-- TEXT SHOWN follows --
A new study finds that nearly 6% of the estimated 130 million people who go to US emergency rooms every year end up with the wrong diagnosis. That’s one in 18 patients.
The report, published Thursday by the US Department of Health and Human Services’ Agency for Healthcare Research and Quality, reviewed almost 300 studies published between January 2000 and September 2021. The researchers estimate that 7.4 million diagnostic errors are made every year and that 2.6 million people receive harm that could have been avoided. More grimly, another 370,000 are permanently disabled or die because of the misdiagnosis.
For every emergency room in the nation, the math shakes out to be about 1,400 diagnostic errors every year per emergency room across the country.
-- TEXT SHOWN concluded --
-- MATERIAL SHOWN follows --
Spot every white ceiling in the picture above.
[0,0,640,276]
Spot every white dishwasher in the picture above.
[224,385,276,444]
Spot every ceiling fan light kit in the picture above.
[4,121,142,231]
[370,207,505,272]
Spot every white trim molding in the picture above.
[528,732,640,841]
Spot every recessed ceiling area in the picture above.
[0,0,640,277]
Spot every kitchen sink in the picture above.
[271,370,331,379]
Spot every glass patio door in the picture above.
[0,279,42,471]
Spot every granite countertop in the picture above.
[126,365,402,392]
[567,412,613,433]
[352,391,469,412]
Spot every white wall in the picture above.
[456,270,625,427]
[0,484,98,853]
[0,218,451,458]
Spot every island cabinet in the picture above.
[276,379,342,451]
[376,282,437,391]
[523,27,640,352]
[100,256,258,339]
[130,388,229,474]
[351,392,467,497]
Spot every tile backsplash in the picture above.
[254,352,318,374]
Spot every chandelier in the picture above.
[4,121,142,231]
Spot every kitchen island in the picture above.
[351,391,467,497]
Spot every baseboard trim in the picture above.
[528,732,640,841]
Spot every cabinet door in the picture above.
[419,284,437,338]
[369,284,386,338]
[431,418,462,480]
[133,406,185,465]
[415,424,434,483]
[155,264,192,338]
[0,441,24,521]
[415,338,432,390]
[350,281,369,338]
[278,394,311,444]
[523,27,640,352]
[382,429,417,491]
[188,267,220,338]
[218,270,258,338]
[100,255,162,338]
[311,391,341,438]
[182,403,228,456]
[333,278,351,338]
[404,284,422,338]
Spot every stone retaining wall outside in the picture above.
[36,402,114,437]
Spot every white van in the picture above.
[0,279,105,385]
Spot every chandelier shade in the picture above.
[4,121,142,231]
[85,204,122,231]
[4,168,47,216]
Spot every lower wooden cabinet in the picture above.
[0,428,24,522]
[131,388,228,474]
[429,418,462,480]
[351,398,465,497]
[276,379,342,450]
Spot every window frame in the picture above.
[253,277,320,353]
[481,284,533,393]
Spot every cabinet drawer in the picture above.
-- MATERIAL SHOWN concluded --
- [WHAT TO PRODUCE]: Pick up the text on emergency room diagnostic errors after its final sentence and continue it.

- [OUTPUT FOR THIS EXERCISE]:
The top five conditions that were misdiagnosed and accounted for 39% of all were:
- stroke
- myocardial infarction
- aortic aneurysm/dissection
- spinal cord compression/injury
- venous thromboembolism
Ten of the country’s leading emergency physician groups, including the American College of Emergency Physicians and the American Board of Emergency Medicine, issued a letter to counter the report. They write that the report is “misleading” and “incomplete.”
The groups say that characterizing the diagnoses as errors is incorrect and a misunderstanding of the aim of emergency medicine, which is to focus on the acute and immediate problems at hand.